PROBLEM TO SOLVE>
Write out each entry, exactly the way it appears.

>>>

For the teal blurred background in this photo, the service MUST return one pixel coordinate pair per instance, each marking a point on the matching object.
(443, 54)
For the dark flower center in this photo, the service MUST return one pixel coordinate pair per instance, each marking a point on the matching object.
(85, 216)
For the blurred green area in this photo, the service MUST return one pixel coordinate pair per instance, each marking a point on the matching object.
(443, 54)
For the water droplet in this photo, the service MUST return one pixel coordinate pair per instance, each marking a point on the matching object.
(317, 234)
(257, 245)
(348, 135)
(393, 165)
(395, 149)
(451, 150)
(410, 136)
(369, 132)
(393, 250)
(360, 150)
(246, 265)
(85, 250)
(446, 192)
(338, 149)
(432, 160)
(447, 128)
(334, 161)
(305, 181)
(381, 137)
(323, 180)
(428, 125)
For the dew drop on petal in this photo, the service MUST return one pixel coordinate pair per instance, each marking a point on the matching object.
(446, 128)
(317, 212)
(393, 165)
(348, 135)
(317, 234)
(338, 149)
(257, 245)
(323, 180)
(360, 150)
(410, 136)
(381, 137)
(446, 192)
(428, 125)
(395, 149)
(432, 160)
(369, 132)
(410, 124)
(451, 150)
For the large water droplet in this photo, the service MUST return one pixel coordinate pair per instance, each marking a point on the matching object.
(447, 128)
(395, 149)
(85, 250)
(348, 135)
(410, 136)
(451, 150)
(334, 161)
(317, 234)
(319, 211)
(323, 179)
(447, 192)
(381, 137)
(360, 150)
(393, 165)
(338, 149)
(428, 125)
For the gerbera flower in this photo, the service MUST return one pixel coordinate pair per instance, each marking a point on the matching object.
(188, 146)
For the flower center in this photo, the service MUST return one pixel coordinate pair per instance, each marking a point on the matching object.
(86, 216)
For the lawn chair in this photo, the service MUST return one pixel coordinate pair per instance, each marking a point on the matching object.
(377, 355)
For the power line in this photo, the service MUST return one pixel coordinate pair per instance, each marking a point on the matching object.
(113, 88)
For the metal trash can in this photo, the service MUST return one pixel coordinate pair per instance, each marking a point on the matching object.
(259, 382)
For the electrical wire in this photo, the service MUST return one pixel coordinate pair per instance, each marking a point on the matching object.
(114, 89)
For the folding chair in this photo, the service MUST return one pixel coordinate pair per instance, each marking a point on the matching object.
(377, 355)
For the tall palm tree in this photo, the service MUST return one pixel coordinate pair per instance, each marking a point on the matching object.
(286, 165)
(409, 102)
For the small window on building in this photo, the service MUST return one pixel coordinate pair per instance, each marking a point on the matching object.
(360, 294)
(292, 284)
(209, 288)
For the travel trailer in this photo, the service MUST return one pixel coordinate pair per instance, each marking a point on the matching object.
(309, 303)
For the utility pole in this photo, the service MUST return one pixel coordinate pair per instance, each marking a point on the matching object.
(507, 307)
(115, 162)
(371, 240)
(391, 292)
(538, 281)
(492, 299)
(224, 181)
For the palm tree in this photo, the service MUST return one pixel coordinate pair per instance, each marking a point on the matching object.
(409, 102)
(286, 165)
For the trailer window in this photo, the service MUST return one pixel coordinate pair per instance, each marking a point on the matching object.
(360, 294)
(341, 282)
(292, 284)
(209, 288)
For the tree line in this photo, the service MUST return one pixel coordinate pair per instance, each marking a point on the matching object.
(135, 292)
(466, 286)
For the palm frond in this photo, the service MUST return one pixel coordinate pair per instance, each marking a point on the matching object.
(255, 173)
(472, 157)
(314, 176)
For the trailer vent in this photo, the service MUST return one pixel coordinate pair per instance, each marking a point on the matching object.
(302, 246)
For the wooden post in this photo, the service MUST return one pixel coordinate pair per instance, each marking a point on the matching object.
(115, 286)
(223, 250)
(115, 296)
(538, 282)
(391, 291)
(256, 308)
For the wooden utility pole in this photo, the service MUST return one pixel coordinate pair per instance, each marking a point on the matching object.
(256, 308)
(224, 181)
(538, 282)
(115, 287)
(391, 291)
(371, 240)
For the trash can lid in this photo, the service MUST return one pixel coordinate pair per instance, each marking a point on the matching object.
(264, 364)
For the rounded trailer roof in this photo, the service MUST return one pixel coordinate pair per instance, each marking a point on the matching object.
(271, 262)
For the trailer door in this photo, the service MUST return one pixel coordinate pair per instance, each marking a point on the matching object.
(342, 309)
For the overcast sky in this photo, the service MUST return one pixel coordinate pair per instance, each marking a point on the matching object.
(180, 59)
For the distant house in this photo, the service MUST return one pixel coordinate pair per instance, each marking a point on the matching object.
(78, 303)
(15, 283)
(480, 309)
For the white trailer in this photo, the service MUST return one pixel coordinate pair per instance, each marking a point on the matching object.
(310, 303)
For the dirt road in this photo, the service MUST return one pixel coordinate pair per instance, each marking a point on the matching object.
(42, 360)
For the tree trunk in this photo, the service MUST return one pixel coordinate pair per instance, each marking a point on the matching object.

<<<

WRITTEN RESPONSE>
For the teal blurred background in this photo, the service MUST return one pixel coordinate pair per instance, each marking a point on the matching object.
(443, 54)
For the dark flower center in this photo, the service MUST return one pixel coordinate pair per instance, each marking a point on the matching object.
(85, 216)
For the blurred green area in this photo, the service MUST return one pixel coordinate pair per instance, each marking a point on the matching object.
(443, 54)
For the water droplet in this photo, the service MUST return one pixel coordinate pair per instance, each marking a point on the matching object.
(317, 234)
(257, 245)
(348, 135)
(393, 165)
(395, 149)
(451, 150)
(410, 136)
(369, 132)
(393, 250)
(360, 150)
(246, 265)
(85, 250)
(446, 192)
(338, 149)
(432, 160)
(447, 128)
(334, 161)
(305, 181)
(381, 137)
(323, 180)
(428, 125)
For the dew drop on petal in this photo, the service MUST return one pixel coordinate pair per instance, each marking a point on the matching object.
(446, 128)
(317, 212)
(393, 165)
(348, 135)
(317, 234)
(338, 149)
(257, 245)
(323, 180)
(360, 150)
(410, 136)
(381, 137)
(446, 192)
(428, 125)
(395, 149)
(432, 160)
(369, 132)
(410, 124)
(451, 150)
For the large water droplet in this photo, the service MUST return one pixel coordinate pair per instance, each marking a point on the matching object.
(447, 128)
(395, 149)
(85, 250)
(348, 135)
(410, 136)
(451, 150)
(334, 161)
(317, 234)
(319, 211)
(323, 179)
(447, 192)
(381, 137)
(360, 150)
(393, 165)
(338, 149)
(428, 125)
For the gerbera flower in this photo, the service MUST return one pixel coordinate pair per instance, each marking a point on the matching object.
(188, 146)
For the flower center in this photo, the service MUST return one pixel coordinate pair per instance, each marking a point on the matching object.
(86, 216)
For the lawn chair in this photo, the service MUST return one pixel coordinate pair per instance, each marking a point on the matching object.
(377, 355)
For the power line in this photo, the service MUST return one pixel coordinate pair per instance, each marking a point on the matching object.
(113, 88)
For the metal trash can in this photo, the service MUST return one pixel coordinate pair per instance, each marking a point on the matching object.
(259, 382)
For the electrical wire in this photo, the service MUST return one pixel coordinate pair per instance, each marking a point on the matching object.
(114, 89)
For the folding chair in this photo, the service MUST return one pixel coordinate pair per instance, each marking a point on the matching object.
(377, 355)
For the tall palm tree in this photo, the service MUST return one pixel coordinate pair per instance, each marking a point on the matching object.
(286, 165)
(409, 102)
For the small window on building in this photo, the service MUST return one pixel coordinate pair per instance, each marking a point on the matching object.
(360, 294)
(292, 284)
(209, 288)
For the travel trailer in this photo, the service MUST return one pixel coordinate pair per instance, each marking a point on the matching object.
(309, 303)
For the utility pole in this photo, the service MUST return one pixel coordinate pair per instance, each marking a point on the matching object.
(507, 307)
(115, 162)
(371, 240)
(391, 292)
(538, 281)
(492, 299)
(224, 181)
For the palm tree in this photo, the service MUST return one pixel coordinate pair per instance, each marking a point on the matching object.
(409, 102)
(286, 165)
For the trailer window in this photo, the service MUST return one pixel coordinate pair per instance, each marking a point on the matching object.
(360, 294)
(341, 282)
(292, 284)
(209, 288)
For the tree line in this photo, the service MUST return one pixel coordinate pair per instance, each marking a point on the matching object.
(135, 292)
(466, 286)
For the palm frond in this photo, the service MUST return one pixel coordinate pair per instance, each marking a point on the matching object.
(255, 173)
(472, 157)
(314, 176)
For the trailer vent in this photo, the service MUST return one pixel coordinate pair per instance, each marking a point on the matching object.
(302, 246)
For the wooden post in this photo, the service MUST return one pixel coordinate pair per instance, each marking a point on the matching object.
(115, 286)
(223, 250)
(115, 296)
(538, 282)
(391, 291)
(256, 308)
For the wooden utility pole in this photo, the service MUST return one pixel coordinate pair per instance, each marking a point on the matching object.
(256, 308)
(224, 181)
(538, 282)
(115, 287)
(391, 291)
(371, 240)
For the trash can lid in this photo, the service MUST return one pixel coordinate pair per instance, each marking a point on the matching object.
(264, 364)
For the rounded trailer roof in this photo, the service MUST return one pixel coordinate pair per instance, each marking a point on the matching object.
(271, 262)
For the trailer door in this photo, the service MUST return one pixel coordinate pair per instance, each marking a point on the matching object.
(342, 309)
For the overcast sky in this photo, the service MUST return one pixel coordinate pair per instance, each marking a point on the matching object.
(180, 59)
For the distant house in this photo, the service MUST return one pixel coordinate pair per instance, each marking a point on the matching object.
(78, 303)
(15, 283)
(480, 309)
For the white trailer in this photo, the service MUST return one pixel coordinate pair per instance, each marking a point on the matching object.
(310, 303)
For the dirt road in this photo, the service MUST return one pixel coordinate pair per instance, each marking a point on the matching object.
(42, 360)
For the tree trunk in this photo, the service MUST return one pixel coordinate pair per instance, each marking a point on the matching object.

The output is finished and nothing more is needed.